§ **EXERCISE DESCRIPTION**: Return every line of the entries below unchanged, character for character.

begin EXTRACTED DATA

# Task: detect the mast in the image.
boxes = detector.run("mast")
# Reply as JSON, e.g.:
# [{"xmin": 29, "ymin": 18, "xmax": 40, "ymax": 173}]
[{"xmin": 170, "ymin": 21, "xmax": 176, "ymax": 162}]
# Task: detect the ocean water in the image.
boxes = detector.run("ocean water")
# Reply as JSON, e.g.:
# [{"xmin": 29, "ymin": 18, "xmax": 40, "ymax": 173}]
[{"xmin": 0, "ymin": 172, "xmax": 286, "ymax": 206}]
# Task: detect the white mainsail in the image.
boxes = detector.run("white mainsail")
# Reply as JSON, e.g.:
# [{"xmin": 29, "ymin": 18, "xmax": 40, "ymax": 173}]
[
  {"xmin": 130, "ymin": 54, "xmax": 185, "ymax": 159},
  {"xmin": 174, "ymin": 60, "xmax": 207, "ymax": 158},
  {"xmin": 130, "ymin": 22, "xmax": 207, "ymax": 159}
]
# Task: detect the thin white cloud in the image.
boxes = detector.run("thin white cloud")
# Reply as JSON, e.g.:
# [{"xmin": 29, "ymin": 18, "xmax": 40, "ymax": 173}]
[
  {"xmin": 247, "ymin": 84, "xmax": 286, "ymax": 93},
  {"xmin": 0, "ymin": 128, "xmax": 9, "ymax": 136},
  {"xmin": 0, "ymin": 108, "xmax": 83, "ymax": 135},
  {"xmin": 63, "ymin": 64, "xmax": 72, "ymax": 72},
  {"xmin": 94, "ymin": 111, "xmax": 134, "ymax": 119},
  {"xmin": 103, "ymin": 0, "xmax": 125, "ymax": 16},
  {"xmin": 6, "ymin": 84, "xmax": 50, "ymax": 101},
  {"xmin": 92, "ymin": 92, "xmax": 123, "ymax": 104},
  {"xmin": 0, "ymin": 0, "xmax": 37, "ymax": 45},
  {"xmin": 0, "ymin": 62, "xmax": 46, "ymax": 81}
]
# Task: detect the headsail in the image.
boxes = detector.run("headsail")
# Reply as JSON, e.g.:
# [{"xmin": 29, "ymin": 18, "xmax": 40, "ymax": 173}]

end EXTRACTED DATA

§ **FULL SOLUTION**:
# Task: detect the mast in the image.
boxes = detector.run("mast")
# Reply as JSON, e.g.:
# [{"xmin": 29, "ymin": 18, "xmax": 40, "ymax": 173}]
[{"xmin": 170, "ymin": 21, "xmax": 176, "ymax": 162}]
# Task: detect the ocean water in the image.
boxes = detector.run("ocean water")
# Reply as JSON, e.g.:
# [{"xmin": 29, "ymin": 18, "xmax": 40, "ymax": 173}]
[{"xmin": 0, "ymin": 172, "xmax": 286, "ymax": 206}]
# Task: detect the white mainsail in the image.
boxes = detector.run("white mainsail")
# Reply as JSON, e.g.:
# [{"xmin": 29, "ymin": 18, "xmax": 40, "ymax": 173}]
[
  {"xmin": 130, "ymin": 54, "xmax": 185, "ymax": 159},
  {"xmin": 174, "ymin": 60, "xmax": 207, "ymax": 158},
  {"xmin": 130, "ymin": 22, "xmax": 207, "ymax": 159}
]
# Task: detect the thin white cloud in the image.
boxes = detector.run("thin white cloud")
# Reply as JSON, e.g.:
# [{"xmin": 29, "ymin": 18, "xmax": 40, "ymax": 173}]
[
  {"xmin": 247, "ymin": 84, "xmax": 286, "ymax": 93},
  {"xmin": 0, "ymin": 128, "xmax": 9, "ymax": 136},
  {"xmin": 0, "ymin": 108, "xmax": 83, "ymax": 135},
  {"xmin": 63, "ymin": 64, "xmax": 72, "ymax": 72},
  {"xmin": 94, "ymin": 111, "xmax": 134, "ymax": 119},
  {"xmin": 103, "ymin": 0, "xmax": 125, "ymax": 16},
  {"xmin": 6, "ymin": 84, "xmax": 50, "ymax": 101},
  {"xmin": 92, "ymin": 92, "xmax": 123, "ymax": 104},
  {"xmin": 0, "ymin": 0, "xmax": 37, "ymax": 45},
  {"xmin": 0, "ymin": 62, "xmax": 46, "ymax": 81}
]
# Task: detect the headsail in the image.
boxes = detector.run("headsail")
# Reply as JSON, e.g.:
# [{"xmin": 29, "ymin": 18, "xmax": 40, "ymax": 173}]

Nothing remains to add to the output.